Collected data entries:

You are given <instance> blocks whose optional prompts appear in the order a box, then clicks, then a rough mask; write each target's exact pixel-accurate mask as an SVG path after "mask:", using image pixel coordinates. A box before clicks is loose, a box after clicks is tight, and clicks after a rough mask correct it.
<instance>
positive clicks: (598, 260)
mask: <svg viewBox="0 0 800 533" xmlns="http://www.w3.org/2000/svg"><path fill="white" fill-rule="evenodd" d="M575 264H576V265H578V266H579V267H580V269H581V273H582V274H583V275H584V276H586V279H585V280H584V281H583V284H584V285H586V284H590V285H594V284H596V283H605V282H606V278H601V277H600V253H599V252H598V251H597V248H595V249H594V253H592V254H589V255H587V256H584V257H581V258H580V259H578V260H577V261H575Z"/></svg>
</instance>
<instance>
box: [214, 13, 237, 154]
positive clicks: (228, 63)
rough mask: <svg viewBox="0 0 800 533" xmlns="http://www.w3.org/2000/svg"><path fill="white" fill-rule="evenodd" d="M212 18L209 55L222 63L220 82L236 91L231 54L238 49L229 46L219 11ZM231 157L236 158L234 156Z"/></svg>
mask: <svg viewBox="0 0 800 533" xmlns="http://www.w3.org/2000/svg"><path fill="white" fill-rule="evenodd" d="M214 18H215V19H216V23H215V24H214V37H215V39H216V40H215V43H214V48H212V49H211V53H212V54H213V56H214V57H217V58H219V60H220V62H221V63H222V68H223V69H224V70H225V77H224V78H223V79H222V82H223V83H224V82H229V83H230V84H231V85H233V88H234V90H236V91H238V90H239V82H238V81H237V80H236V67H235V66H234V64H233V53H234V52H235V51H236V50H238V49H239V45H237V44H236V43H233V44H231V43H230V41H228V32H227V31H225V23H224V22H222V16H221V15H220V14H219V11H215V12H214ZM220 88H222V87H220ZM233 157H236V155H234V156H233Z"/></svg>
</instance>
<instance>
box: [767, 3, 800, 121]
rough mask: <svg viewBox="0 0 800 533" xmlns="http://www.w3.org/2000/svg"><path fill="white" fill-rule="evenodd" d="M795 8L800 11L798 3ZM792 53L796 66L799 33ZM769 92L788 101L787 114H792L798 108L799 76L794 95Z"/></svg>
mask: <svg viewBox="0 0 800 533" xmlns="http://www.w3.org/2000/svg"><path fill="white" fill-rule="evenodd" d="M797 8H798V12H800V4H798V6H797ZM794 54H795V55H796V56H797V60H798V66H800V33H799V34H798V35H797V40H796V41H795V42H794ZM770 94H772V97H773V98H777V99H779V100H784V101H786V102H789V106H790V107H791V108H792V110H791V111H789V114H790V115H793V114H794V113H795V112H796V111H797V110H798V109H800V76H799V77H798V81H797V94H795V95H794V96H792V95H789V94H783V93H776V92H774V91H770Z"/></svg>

Problem statement:
Return every record exactly as it was given.

Task solution:
You are given <instance> blocks whose optional prompts appear in the order a box, then clicks, then a rough mask; write each target's exact pixel-accurate mask as an SVG path after "mask:", using image pixel coordinates. A box before clicks is loose, a box after clicks is tight, and clicks after a rough mask correct it.
<instance>
positive clicks: (598, 260)
mask: <svg viewBox="0 0 800 533" xmlns="http://www.w3.org/2000/svg"><path fill="white" fill-rule="evenodd" d="M575 264H576V265H578V266H579V267H580V269H581V273H582V274H583V275H584V276H586V279H585V280H584V281H583V284H584V285H586V284H590V285H594V284H596V283H605V282H606V278H601V277H600V253H599V252H598V251H597V248H595V249H594V253H592V254H589V255H587V256H584V257H581V258H580V259H578V260H577V261H575Z"/></svg>
</instance>
<instance>
box: [214, 13, 237, 154]
positive clicks: (228, 63)
rough mask: <svg viewBox="0 0 800 533" xmlns="http://www.w3.org/2000/svg"><path fill="white" fill-rule="evenodd" d="M212 18L209 55L222 63L220 82L236 91L231 54L238 49L229 46L219 11ZM231 157L236 158L234 156Z"/></svg>
mask: <svg viewBox="0 0 800 533" xmlns="http://www.w3.org/2000/svg"><path fill="white" fill-rule="evenodd" d="M214 18H215V19H216V23H215V24H214V37H215V39H216V40H215V43H214V48H212V49H211V53H212V54H213V56H214V57H217V58H219V60H220V62H221V63H222V68H223V69H224V70H225V77H224V78H223V79H222V82H223V83H224V82H229V83H230V84H231V85H233V88H234V90H236V91H238V90H239V82H238V81H237V80H236V67H235V66H234V64H233V53H234V52H235V51H236V50H238V49H239V45H237V44H236V43H233V44H231V43H230V41H228V32H227V31H225V23H224V22H222V16H221V15H220V14H219V11H215V12H214ZM220 88H222V87H220ZM233 157H236V155H234V156H233Z"/></svg>
</instance>
<instance>
box: [767, 3, 800, 121]
rough mask: <svg viewBox="0 0 800 533" xmlns="http://www.w3.org/2000/svg"><path fill="white" fill-rule="evenodd" d="M795 8L800 11L798 3ZM792 53L796 66L799 33ZM769 92L788 101L787 114H792L798 108L799 76L794 95Z"/></svg>
mask: <svg viewBox="0 0 800 533" xmlns="http://www.w3.org/2000/svg"><path fill="white" fill-rule="evenodd" d="M797 8H798V12H800V4H798V6H797ZM794 54H795V55H796V56H797V60H798V66H800V33H799V34H798V35H797V40H796V41H795V42H794ZM770 94H772V97H773V98H777V99H779V100H784V101H786V102H789V106H790V107H791V108H792V110H791V111H789V114H790V115H793V114H794V113H795V112H796V111H797V110H798V109H800V76H799V77H798V81H797V94H795V95H794V96H792V95H789V94H783V93H776V92H774V91H770Z"/></svg>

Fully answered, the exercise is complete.